# DATA SHOWN
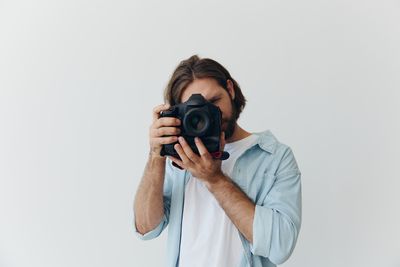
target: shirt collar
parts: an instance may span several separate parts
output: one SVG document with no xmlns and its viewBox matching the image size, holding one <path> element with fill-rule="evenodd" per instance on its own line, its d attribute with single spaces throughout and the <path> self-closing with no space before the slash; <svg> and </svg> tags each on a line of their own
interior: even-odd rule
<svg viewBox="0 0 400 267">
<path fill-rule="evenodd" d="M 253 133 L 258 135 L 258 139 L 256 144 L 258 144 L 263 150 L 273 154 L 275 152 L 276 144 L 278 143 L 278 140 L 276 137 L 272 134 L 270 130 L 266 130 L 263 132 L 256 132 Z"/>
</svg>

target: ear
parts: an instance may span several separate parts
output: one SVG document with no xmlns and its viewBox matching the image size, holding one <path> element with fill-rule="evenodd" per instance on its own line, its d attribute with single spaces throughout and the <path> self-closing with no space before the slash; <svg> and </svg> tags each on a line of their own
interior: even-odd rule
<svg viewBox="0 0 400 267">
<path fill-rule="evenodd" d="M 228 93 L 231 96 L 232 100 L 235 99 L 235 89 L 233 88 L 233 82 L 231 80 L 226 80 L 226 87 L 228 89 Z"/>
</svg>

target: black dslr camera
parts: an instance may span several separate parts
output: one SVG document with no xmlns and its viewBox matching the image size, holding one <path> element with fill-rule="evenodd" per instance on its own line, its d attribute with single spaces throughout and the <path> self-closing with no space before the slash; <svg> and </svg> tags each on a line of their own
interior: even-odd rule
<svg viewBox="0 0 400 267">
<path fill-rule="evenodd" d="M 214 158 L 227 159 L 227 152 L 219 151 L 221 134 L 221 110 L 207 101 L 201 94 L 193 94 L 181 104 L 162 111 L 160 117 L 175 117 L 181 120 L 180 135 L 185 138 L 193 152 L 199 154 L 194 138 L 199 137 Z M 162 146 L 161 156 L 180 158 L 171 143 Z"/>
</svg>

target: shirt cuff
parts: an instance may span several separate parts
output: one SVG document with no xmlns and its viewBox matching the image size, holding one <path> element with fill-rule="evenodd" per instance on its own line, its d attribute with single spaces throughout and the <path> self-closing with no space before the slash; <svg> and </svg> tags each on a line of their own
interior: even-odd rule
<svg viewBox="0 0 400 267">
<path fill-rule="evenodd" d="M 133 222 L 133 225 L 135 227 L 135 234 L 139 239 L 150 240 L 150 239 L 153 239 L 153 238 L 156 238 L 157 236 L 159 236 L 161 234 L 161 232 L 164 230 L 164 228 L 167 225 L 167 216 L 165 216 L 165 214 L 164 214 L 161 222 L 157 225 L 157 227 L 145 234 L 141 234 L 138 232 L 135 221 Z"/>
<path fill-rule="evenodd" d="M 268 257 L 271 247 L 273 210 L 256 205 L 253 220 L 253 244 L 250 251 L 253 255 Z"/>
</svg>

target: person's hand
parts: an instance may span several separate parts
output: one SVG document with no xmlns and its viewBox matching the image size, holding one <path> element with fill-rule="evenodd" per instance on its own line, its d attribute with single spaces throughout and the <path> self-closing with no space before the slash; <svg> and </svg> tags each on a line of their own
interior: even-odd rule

# THE PROBLEM
Wherever a line in the records above includes "target", count it, then give the total and nothing besides.

# SOLUTION TO THIS TASK
5